**Supplied material**
*-*-*

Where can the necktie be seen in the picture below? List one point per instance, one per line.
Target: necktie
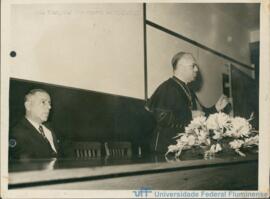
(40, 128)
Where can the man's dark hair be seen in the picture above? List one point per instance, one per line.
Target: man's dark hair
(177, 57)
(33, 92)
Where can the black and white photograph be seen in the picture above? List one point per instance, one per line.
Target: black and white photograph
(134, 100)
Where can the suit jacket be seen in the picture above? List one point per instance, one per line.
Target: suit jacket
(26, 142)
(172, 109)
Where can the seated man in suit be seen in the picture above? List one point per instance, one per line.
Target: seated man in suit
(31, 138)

*-*-*

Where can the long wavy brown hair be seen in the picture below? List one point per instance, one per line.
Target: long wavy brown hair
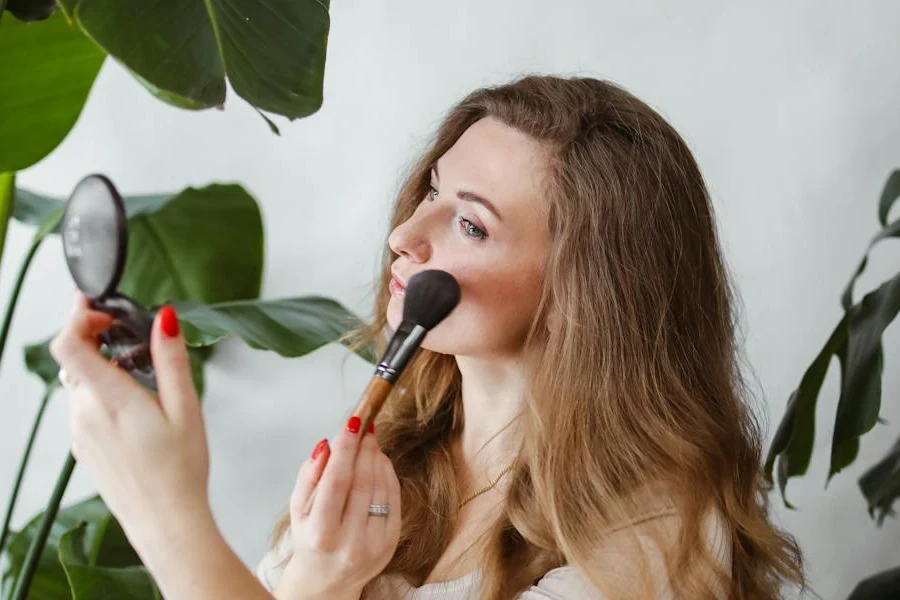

*-*-*

Scan the data above, find each line with "below", and copy it.

**Written answer**
Where can the necktie be seen in the picture below? List one point per instance, one per line.
Where can the long wavy brown hair be seen in the picture below? List one point per instance, one per line.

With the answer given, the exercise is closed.